• _Task set_:
1. In the forum thread, at how many weeks was the baby in the NICU born?
2. Please transcribe the stretch of the forum thread from "DS will start" through "the overhand serve.".
3. Go on with the forum thread from where it stops.

Called the contractor to put us on the list for our addition! Hopefully we can get this going. I am to the point that I am tired of talking about it.
DS will start football weight training next week for the high school!
I currently cannot lift my arm over my head due to my quest to master the overhand serve.
Applied for a school job, that I have applied for in the past. These jobs seem to go to people with connections, but at this point, what the hell. Probably won't hear anything, but knowing my luck, they will actually be interested, and at this point it is a cut in pay.
I think I have mentioned this couple before. One of my husband's soldiers has a baby in the NICU. Baby was born at 24 weeks and has been in the NICU for over a year. HE COMES HOME TODAY!!!! I legitimately cried at my desk when I saw the update.
Post by judyblume14 on Mar 23, 2017 11:22:39 GMT -5
Baby A's baptism was on Sunday and it went well. The party afterwards (deli trays, veggies, fruit, chips, dips, cake, booze) went well and was low-stress.
I go back to work in two weeks. (Sobbing into my soft pants...)
DH went to the psych. Whatever he said resulted in a screening for manic depression. I don't think that's it but he was mad about it which kind of amused me (I know that is awful). I guess he talked a lot about me and our marriage because he triumphantly came home and said the Dr. Asked what I am going to do and who I am seeing to work on me. That was one of his main take aways. So I asked him how I have changed and what I need to do differently and of course his only answer was "don't ever be mean" which then resulted in the rabbit hole of saying "hey honey, could you please grab your socks from the living room floor" isn't being mean and "that isn't what happened, here is what we said" when he is gaslighting me isn't mean either.
He doesn't have another appointment until mid April. And I remain pissed that his main take away was that I need to work on me. He's effing crazy to the point one of my friends won't come over if he is here and another won't sit with us at sports (he says random Trump stuff and random aggressive things and it makes her uncomfortable) ... But yeah let me work on me.
2chatter, Not trying to excuse his behavior in anyway, but...
From what you have posted here you seem very disinterested in your DH. ( I know he has gone crazy and the only way you can deal with him is by disengaging.) However, if you want to fix your marriage or be happy in your marriage you probably will want to talk to someone to help fall back into at least like with your DH (if he gets the help he needs)

Dataset excerpts:

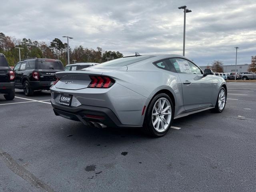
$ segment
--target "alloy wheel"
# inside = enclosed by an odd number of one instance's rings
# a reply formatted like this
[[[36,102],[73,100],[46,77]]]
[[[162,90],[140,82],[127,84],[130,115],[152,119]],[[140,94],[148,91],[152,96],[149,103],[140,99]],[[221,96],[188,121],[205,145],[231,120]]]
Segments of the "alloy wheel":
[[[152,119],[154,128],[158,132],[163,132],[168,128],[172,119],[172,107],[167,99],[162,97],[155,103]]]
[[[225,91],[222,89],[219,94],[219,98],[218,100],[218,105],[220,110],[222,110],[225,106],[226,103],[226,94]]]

* * *

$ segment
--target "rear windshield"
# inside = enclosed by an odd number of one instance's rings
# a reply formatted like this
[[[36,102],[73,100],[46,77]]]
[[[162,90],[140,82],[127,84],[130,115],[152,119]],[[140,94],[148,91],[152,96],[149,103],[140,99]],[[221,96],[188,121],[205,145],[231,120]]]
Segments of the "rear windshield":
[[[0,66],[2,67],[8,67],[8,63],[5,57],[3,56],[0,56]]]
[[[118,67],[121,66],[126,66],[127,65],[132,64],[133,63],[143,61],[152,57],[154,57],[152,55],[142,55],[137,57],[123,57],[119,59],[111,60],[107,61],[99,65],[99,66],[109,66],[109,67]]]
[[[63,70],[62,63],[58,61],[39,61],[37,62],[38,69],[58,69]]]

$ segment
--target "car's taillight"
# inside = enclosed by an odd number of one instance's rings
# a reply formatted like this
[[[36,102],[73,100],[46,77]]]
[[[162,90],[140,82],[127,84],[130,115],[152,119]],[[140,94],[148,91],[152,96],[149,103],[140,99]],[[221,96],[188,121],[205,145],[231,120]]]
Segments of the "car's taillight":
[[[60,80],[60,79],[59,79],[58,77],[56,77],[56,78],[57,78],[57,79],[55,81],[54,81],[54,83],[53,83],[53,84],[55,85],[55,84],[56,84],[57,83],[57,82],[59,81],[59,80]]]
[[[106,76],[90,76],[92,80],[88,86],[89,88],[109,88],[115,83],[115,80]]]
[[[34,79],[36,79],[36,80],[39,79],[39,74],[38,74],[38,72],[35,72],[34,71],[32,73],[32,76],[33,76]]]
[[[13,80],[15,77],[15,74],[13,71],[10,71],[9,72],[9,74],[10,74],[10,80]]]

==

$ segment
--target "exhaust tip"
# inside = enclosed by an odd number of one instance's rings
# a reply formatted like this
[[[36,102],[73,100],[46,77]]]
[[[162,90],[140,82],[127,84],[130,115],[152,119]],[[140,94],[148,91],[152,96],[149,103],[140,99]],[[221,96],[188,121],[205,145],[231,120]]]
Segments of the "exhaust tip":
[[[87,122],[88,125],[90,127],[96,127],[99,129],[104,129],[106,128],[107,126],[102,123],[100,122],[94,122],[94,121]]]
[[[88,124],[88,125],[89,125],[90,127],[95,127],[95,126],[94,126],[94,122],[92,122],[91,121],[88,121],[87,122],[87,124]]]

• _Answers for this exercise_:
1. 24 weeks

2.
DS will start football weight training next week for the high school!
I currently cannot lift my arm over my head due to my quest to master the overhand serve.

3.
Plus, also you know he is lying right? I mean when he is telling the stories he is a) giving only his side of things and he is delusional right now, b) when you do get angry at him I am sure he is leaving out a lot of why you got there. c) His therapist probably saw through all that and said something like "she needs to see someone too, in order to deal with this" and then I refer back to a) he is delusional and he heard "she needs help to work on her"
2chatter - if he's looking at a diagnosis for a serious mental illness, yes his therapist is going to strongly advise that you have someone to help you deal with being married to someone who is seriously mentally ill. It's not that you need to work on you (though I'm sure that's what H heard), it's "holy shit, your poor wife needs help dealing with your insanity".
Post by billybumbler on Mar 23, 2017 12:24:14 GMT -5
2chatter I have a friend who is bipolar and before her diagnosis the first clue that something was wrong was that she started behaving very strangely and erratically. Then a couple of months later she had a full blown manic/psychotic episode. For some reason whenever she had an episode the person she would be most aggressive towards was her husband.
I hope this is not what's happening to your H because it's so, so hard to deal with. But if it is, I hope he can get help soon.
2chatter, I think the therapist is right. It would probably be helpful for you to (somehow in your crazy, hectic life) find some time to meet with a therapist as well. Coping with a husband who's going off the rails is hard enough. If he does end up with any kind of diagnosis, that's a lot to work through.
And you have a LOT going on without him piling on it.
Either way, it may take some pressure off YH if you're able to see someone too, so he doesn't feel like he's 100% of the problem. Even if he is. At least he'll see that you're both putting in the work to make it work.
Post by mustardseed2007 on Mar 23, 2017 13:54:47 GMT -5
I would agree that you may also want to see someone. The fact is, you have an H with mental issues of some kind. Even if it doesn't work out between the two of you in the long run, it would probably be helpful to see a third party who you can share everything with and who can help you navigate this whole thing. And help you step away or step back in, whatever the situation ends up calling for.
Oh in job news I am likely to hear something next week about the job in Seattle. I hope it's good news because I've pretty much already moved there in my head, as has DH. He applied for a job with his federal agency there this week, hoping I'm getting a job there too.
My buddy who has been pushing them to bring me on said that after this, there would be "a process" which I think translates to "partnership vote" but could also just mean my waiving in to the Bar up there and taking the state specific test. So everybody think good thoughts for me.
ETA- Obviously we decided moving there means DH goes back to work. MIL would move with us, which we have mixed feelings about. It needs to happen for a variety of reasons, but I feel nervous about major differences in how we see the world. We will absolutely have to find somewhere that has an apartment or enough land to put a Granny Flat.
Anyone in the PNW know much about Bainbridge Island? That's where we would like to move if this works out. My office is less than 10 minutes by foot from the ferry.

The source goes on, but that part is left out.